• _PASSAGE TO READ_:
•••••
PHOTO CREDIT: University of Utah
A simulation of an ice inhibiting molecule. The molecule, in red, is like a weight on the surface of the ice crystal, curving it and preventing further ice crystal growth.
Cell therapies hold great promise for revolutionizing the treatment of cancers and autoimmune diseases. But this multibillion-dollar industry requires long-term storage of cells at super-cold cryogenic conditions, while ensuring they’ll continue to function upon thawing. However, these cold temperatures trigger the formation and growth of ice, which can pierce and tear apart cells. Research published in the Journal of the American Chemical Society by University of Utah chemists Pavithra Naullage and Valeria Molinero provides the foundation to design efficient polymers that can prevent the growth of ice that damages cells.
Nature’s antifreeze
Current strategies to cryopreserve cells and organs involve bathing them with large amounts of dimethyl sulfoxide, a toxic chemical that messes up ice formation but stresses the cells, decreasing their odds for survival.
•••••
• _DATASET EXCERPT_:
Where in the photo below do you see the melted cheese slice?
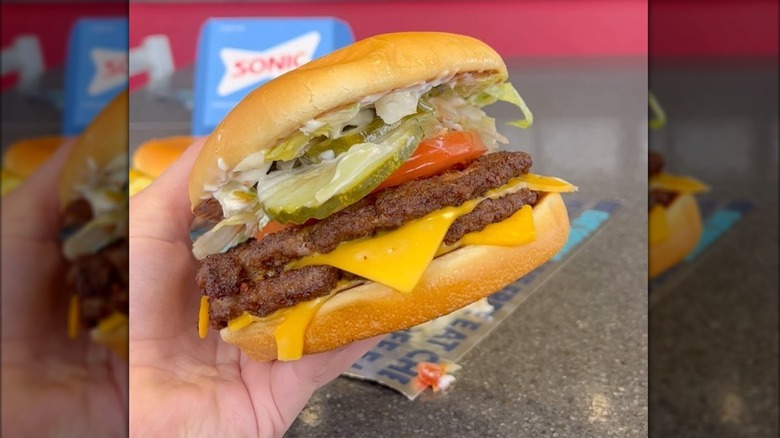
•••••
Please name the toxic chemical that current strategies in the cryopreservation article above use to bathe cells and organs.

Dimethyl sulfoxide.